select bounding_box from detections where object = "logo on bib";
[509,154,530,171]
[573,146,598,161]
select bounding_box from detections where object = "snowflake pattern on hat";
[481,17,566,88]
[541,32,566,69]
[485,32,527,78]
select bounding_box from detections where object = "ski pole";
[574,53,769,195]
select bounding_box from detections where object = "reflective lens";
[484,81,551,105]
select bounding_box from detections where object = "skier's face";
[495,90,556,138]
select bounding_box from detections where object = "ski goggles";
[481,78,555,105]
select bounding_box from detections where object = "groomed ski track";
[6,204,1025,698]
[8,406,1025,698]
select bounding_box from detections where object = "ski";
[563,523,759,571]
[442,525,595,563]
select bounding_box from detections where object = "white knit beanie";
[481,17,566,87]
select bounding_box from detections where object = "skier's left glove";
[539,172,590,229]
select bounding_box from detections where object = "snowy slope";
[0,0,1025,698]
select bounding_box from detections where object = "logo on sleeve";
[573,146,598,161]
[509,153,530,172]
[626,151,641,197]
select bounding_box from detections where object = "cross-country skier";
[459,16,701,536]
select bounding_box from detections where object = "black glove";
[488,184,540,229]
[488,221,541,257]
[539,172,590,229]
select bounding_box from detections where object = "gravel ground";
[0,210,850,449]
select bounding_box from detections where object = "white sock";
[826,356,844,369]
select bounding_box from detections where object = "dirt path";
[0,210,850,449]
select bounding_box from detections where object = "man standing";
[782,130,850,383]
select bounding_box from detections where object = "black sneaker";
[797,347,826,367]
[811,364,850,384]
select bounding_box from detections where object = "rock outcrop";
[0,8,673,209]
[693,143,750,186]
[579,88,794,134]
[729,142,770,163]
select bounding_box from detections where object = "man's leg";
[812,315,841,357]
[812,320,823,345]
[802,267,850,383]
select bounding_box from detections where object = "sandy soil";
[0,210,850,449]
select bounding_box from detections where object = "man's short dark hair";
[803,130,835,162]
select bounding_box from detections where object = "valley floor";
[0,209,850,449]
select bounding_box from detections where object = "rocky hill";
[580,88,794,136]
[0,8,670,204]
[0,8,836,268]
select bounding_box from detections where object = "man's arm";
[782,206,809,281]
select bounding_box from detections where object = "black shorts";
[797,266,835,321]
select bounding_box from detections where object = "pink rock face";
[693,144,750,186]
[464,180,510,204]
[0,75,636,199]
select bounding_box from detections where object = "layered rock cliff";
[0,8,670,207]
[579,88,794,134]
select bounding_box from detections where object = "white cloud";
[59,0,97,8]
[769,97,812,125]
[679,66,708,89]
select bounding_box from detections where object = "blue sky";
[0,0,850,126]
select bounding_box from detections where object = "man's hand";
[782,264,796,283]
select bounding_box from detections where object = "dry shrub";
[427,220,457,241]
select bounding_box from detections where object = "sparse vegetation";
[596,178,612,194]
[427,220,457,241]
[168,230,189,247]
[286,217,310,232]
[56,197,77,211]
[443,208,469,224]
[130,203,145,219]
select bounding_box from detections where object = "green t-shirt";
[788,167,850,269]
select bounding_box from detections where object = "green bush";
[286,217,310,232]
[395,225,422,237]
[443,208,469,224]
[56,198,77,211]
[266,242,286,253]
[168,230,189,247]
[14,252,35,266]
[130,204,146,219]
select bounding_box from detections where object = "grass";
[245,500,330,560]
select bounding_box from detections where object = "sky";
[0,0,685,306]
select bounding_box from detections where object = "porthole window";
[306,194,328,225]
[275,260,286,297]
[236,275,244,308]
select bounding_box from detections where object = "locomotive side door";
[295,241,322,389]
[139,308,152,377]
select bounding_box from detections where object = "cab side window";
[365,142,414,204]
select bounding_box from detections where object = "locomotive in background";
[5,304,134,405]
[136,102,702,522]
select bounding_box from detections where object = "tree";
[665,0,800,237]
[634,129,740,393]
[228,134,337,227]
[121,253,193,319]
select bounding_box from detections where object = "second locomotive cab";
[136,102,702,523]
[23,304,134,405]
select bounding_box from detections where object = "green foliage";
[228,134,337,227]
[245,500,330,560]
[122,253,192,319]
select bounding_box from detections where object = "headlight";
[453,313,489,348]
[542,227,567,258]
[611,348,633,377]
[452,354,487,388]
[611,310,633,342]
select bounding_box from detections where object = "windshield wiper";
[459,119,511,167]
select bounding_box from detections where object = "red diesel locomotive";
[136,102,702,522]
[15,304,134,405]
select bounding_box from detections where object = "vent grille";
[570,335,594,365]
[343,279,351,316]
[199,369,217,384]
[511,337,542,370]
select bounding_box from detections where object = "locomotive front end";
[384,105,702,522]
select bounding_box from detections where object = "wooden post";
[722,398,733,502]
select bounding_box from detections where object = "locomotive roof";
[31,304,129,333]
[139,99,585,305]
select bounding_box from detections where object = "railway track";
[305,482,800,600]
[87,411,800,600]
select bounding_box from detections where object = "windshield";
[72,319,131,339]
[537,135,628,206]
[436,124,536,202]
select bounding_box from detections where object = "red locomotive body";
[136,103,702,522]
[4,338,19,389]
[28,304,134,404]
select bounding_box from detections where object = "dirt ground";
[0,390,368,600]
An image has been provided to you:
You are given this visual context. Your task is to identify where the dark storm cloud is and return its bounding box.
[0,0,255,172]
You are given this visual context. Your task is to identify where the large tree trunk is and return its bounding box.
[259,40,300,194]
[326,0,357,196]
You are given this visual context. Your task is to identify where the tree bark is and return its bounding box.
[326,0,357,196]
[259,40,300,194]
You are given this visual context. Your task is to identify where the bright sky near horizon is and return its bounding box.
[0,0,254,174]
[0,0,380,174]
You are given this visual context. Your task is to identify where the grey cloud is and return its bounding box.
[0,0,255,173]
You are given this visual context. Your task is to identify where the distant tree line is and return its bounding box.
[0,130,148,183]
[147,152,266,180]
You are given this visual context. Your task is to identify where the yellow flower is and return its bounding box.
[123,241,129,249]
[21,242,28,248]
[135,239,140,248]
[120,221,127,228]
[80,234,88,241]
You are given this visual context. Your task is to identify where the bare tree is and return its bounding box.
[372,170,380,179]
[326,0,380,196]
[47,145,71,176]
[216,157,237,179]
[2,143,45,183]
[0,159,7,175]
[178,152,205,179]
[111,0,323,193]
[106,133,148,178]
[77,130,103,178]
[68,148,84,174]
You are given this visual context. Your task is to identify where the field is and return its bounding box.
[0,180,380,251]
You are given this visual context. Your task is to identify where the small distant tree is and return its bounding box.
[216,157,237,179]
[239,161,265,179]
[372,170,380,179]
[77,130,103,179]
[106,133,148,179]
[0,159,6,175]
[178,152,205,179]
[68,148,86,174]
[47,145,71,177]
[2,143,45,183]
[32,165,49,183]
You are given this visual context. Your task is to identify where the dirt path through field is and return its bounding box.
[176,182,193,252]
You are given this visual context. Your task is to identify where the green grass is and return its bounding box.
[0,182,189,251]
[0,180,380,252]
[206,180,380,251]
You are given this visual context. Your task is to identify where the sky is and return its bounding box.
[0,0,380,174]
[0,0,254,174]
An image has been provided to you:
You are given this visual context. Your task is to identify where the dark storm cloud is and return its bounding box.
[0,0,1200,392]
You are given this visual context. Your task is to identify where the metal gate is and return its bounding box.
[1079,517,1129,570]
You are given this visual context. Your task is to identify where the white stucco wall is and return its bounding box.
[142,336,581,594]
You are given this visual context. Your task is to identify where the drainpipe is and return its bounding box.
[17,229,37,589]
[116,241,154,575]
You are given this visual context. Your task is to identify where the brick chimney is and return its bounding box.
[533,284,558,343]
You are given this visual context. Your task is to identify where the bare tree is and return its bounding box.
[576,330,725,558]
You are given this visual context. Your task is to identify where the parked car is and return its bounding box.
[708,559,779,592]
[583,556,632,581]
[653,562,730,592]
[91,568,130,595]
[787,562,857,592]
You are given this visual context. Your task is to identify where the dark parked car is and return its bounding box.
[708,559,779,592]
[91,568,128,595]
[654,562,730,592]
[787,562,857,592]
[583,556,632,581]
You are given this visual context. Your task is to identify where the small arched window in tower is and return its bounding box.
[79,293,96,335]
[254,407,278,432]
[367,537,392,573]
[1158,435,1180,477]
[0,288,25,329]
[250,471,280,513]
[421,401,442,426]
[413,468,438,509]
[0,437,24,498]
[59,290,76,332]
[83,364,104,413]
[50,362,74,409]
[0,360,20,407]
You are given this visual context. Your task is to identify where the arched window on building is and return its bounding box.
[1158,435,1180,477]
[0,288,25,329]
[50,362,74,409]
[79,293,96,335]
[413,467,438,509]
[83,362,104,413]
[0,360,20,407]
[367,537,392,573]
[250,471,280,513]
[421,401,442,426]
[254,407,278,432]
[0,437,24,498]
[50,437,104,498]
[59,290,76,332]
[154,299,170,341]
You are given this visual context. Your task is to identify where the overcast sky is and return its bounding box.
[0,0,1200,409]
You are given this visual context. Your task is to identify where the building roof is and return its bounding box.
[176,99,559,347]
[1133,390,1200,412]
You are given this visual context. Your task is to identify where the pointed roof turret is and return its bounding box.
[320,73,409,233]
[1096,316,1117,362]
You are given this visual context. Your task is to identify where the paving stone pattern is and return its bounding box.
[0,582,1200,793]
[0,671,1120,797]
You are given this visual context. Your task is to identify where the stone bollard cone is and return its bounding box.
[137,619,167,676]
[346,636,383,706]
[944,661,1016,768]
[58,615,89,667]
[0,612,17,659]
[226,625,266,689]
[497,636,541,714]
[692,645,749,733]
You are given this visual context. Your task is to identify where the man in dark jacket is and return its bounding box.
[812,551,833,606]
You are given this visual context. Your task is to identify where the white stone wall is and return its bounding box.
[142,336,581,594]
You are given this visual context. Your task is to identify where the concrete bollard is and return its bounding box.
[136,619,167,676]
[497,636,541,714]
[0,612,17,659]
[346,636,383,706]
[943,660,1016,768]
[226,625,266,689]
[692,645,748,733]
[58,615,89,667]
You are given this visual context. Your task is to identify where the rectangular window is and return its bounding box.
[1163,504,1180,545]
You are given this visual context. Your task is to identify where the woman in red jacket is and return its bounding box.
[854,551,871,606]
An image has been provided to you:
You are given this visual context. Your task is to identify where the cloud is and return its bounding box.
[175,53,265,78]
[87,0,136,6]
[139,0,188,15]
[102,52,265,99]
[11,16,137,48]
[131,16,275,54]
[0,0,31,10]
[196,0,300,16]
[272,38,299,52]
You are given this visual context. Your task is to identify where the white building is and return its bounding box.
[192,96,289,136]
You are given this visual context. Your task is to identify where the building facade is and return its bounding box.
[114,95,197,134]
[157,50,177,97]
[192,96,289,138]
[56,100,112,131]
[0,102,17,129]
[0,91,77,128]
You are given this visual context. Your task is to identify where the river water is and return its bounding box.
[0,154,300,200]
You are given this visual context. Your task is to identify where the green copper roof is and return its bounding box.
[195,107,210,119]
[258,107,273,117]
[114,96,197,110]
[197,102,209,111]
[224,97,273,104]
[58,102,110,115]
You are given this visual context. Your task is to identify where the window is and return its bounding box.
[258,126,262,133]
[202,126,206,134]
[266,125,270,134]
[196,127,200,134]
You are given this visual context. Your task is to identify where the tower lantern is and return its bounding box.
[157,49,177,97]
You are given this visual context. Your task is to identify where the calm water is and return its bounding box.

____

Turn the items above, from the line containing "river water is and return its bounding box." up to and including the line containing "[0,154,300,200]", into a numbered list with blank lines omitted.

Written solution:
1. You are given this visual context. Your task is to identify where the river water is and return its bounding box.
2. [0,154,300,200]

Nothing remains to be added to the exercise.